▶ Aufgaben:
• A. Führen Sie alle unterschiedlichen Wortformen aus dem vorliegenden Auszug auf, die die Buchstabenfolge „arbeit“ enthalten.
• B. Erläutern Sie anhand des vorliegenden Auszugs, weshalb die Arbeiter, die den ganzen Tag gearbeitet haben, sich bei ihrem Chef beschweren.
• C. Entnehmen Sie dem vorliegenden Auszug wörtlich den Abschnitt, der bei den Worten „Aber was soll“ beginnt und nach den Worten „so ungleiche Leistung.“ endet.

▶ Vorliegender Auszug:
Antje hat Arbeit. Ihr Lohn reicht nicht oder nur knapp zum Leben.
Aber was soll Antje machen - und die Männer und Frauen, denen es so geht wie ihr. Menschen, die Arbeit haben, aber davon nicht leben können.

In der Bibel gibt es eine Geschichte, die erzählt, dass genau das nicht sein darf. Jesus erzählt von so etwas wie einem abendlichen Zahltag. Die Arbeiter bekommen ihren Lohn ausgezahlt. Die den ganzen Tag gearbeitet haben, die bekommen einen Denar. So war es mit ihnen vereinbart und zunächst sind sie zufrieden.

Aber dann sehen sie die anderen, die erst viel später kamen, manche sogar erst als schon der Feierabend in Sicht war. Auch die bekommen einen Denar. Irgendwie ungerecht, oder? Ja, total ungerecht, sagen die frühen Arbeiter zu ihrem Chef, unverschämt, gleiche Bezahlung für so ungleiche Leistung.

▶ Bereitgestelltes Material:
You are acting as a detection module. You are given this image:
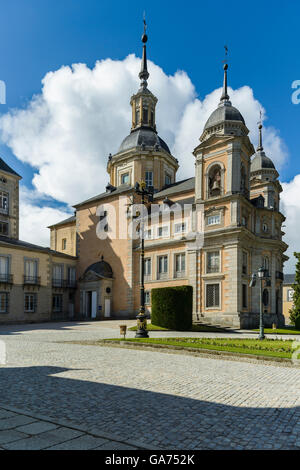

▶ Lösungen:
• A. Arbeit, gearbeitet, Arbeiter

• B. Auch diejenigen, die erst viel später kamen, manche sogar kurz vor Feierabend, erhalten einen Denar. Die frühen Arbeiter halten das für ungerecht und unverschämt: gleiche Bezahlung für so ungleiche Leistung.

• C.
Aber was soll Antje machen - und die Männer und Frauen, denen es so geht wie ihr. Menschen, die Arbeit haben, aber davon nicht leben können.

In der Bibel gibt es eine Geschichte, die erzählt, dass genau das nicht sein darf. Jesus erzählt von so etwas wie einem abendlichen Zahltag. Die Arbeiter bekommen ihren Lohn ausgezahlt. Die den ganzen Tag gearbeitet haben, die bekommen einen Denar. So war es mit ihnen vereinbart und zunächst sind sie zufrieden.

Aber dann sehen sie die anderen, die erst viel später kamen, manche sogar erst als schon der Feierabend in Sicht war. Auch die bekommen einen Denar. Irgendwie ungerecht, oder? Ja, total ungerecht, sagen die frühen Arbeiter zu ihrem Chef, unverschämt, gleiche Bezahlung für so ungleiche Leistung.